▶ [Your instructions] Render every line of the records below as a numbered list, skipping any blank lines. Do not include the pictures.

▶ [Exercise data]
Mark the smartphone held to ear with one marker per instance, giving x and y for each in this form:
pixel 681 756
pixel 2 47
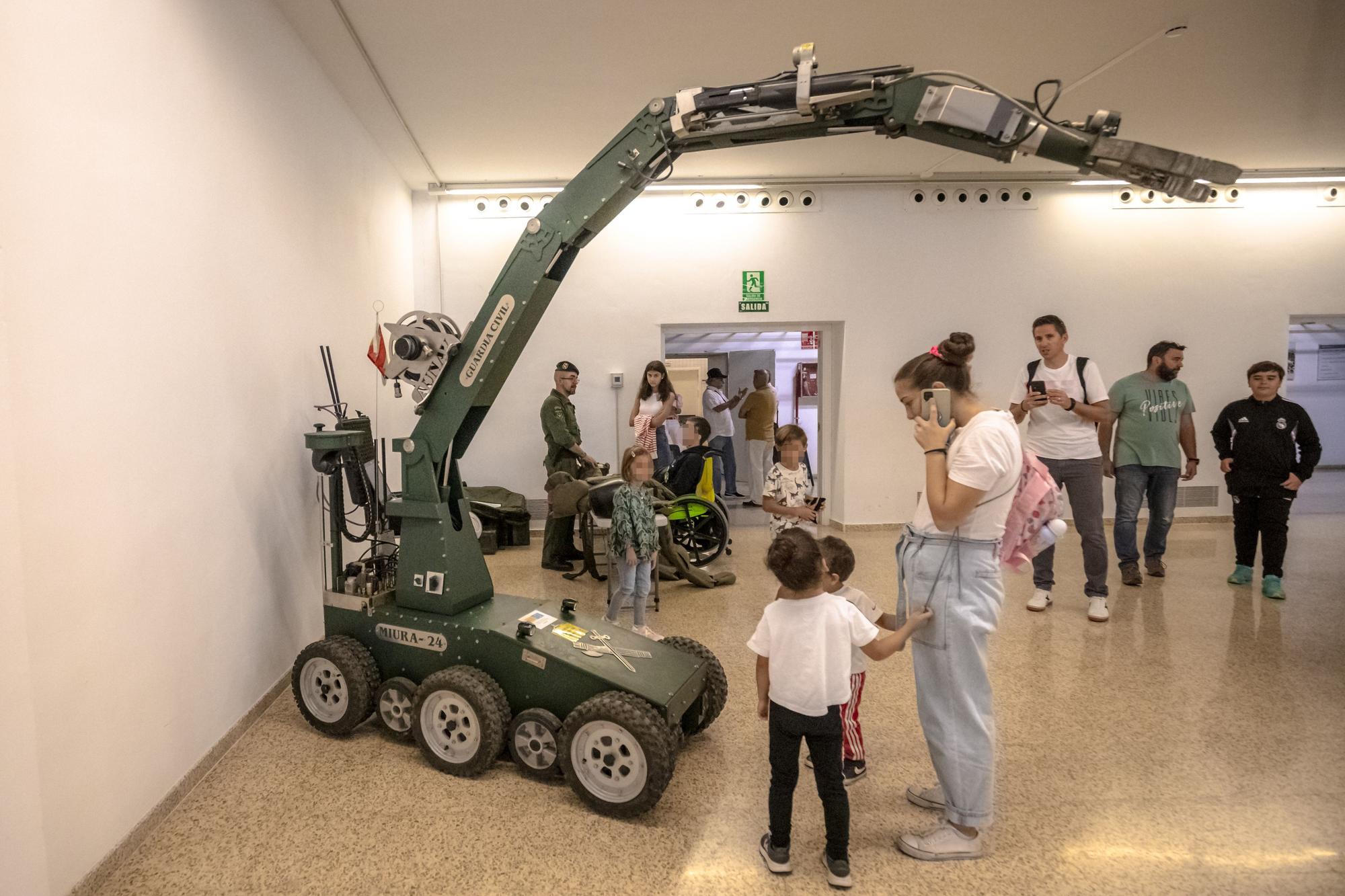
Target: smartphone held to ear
pixel 941 400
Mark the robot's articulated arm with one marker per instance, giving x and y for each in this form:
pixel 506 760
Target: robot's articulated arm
pixel 459 376
pixel 948 108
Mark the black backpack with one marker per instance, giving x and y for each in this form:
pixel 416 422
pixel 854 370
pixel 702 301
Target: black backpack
pixel 1079 365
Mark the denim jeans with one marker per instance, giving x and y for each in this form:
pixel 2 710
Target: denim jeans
pixel 631 580
pixel 960 580
pixel 1082 479
pixel 726 466
pixel 1133 483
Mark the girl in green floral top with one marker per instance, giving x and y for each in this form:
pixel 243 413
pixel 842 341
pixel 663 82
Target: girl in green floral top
pixel 636 537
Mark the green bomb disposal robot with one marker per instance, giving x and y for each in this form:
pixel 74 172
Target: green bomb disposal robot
pixel 415 628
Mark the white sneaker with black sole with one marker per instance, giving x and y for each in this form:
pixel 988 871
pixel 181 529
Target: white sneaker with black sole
pixel 942 844
pixel 927 797
pixel 777 860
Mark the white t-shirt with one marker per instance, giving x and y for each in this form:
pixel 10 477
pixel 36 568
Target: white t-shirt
pixel 859 662
pixel 1052 431
pixel 722 421
pixel 673 425
pixel 988 455
pixel 809 645
pixel 789 487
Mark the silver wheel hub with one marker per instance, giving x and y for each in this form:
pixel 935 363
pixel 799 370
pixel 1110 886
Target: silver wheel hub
pixel 451 727
pixel 323 688
pixel 536 744
pixel 395 708
pixel 610 762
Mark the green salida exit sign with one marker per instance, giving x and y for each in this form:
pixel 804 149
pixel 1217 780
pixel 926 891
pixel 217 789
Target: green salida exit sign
pixel 754 292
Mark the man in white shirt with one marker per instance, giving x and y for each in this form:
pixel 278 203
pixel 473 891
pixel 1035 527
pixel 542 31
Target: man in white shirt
pixel 1065 399
pixel 718 408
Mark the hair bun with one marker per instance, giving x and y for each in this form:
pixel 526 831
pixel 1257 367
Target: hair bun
pixel 958 348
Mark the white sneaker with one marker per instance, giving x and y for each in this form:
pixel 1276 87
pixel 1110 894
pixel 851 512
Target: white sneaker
pixel 942 844
pixel 1040 600
pixel 927 797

▶ [Reply to the exercise]
1. Mark the smartphone held to ear with one marker per instance, giving x and y for each in this form:
2. pixel 681 756
3. pixel 2 47
4. Target: smartphone held to ear
5. pixel 941 400
6. Mark the robot's articulated arm with one marker per instance, giving x and y for each in this form:
7. pixel 506 760
8. Target: robot's articulated arm
9. pixel 459 376
10. pixel 948 108
11. Mark the black backpack with one marker per instance, giving x and y for each in this form:
12. pixel 416 422
13. pixel 854 370
14. pixel 702 301
15. Target: black backpack
16. pixel 1079 365
17. Mark the denim jeans with one marker per instance, giving x and y for each in this form:
18. pixel 2 710
19. Target: denim jeans
20. pixel 631 580
21. pixel 960 580
22. pixel 1082 479
23. pixel 726 466
24. pixel 1133 483
25. Mark the girl in green floral top with one marker per instance, giving x and y for each in this form:
26. pixel 243 413
27. pixel 842 341
28. pixel 663 82
29. Target: girl in green floral top
30. pixel 636 537
31. Mark the green bomb disposal robot with one marker per instance, giving x and y for each in this form:
32. pixel 74 172
33. Target: green bomb disposal robot
34. pixel 415 628
35. Mark the white sneaker with black sole with one marker per instance, giving x and y for each in this form:
36. pixel 988 871
37. pixel 181 529
38. Target: white sneaker with black sole
39. pixel 942 844
40. pixel 927 797
41. pixel 777 860
42. Mark the white t-shirt with one marker per instance, giving x and y for each in this form:
43. pixel 10 477
44. pixel 36 568
45. Target: white t-shirt
46. pixel 859 662
47. pixel 1052 431
48. pixel 722 421
49. pixel 673 425
50. pixel 988 455
51. pixel 809 645
52. pixel 789 487
53. Mark the silver wheel hub with one marker per instance, giving x and y for each in this form:
54. pixel 935 363
55. pixel 799 370
56. pixel 1110 886
57. Target: silver wheel hub
58. pixel 451 727
59. pixel 323 688
60. pixel 536 744
61. pixel 395 708
62. pixel 610 762
63. Mark the green salida exit sign with one marker per instance, giving x and y for each in this form:
64. pixel 804 149
65. pixel 1217 780
66. pixel 926 891
67. pixel 217 789
68. Target: green salida exit sign
69. pixel 754 292
70. Mark the man in white shirt with one marker per instance, giving x and y for each in this form:
71. pixel 278 203
72. pixel 473 891
73. pixel 1035 527
74. pixel 542 31
75. Target: man in white shirt
76. pixel 1065 399
77. pixel 718 408
78. Mark the hair bun with one marker per instance, giving x and y for each in this form:
79. pixel 526 831
80. pixel 1257 367
81. Target: hair bun
82. pixel 958 348
83. Mark the white sneaker with one marker per instance, giving x and y for each in this form:
84. pixel 1276 87
85. pixel 1110 894
86. pixel 851 512
87. Target: white sneaker
88. pixel 942 844
89. pixel 1040 600
90. pixel 927 797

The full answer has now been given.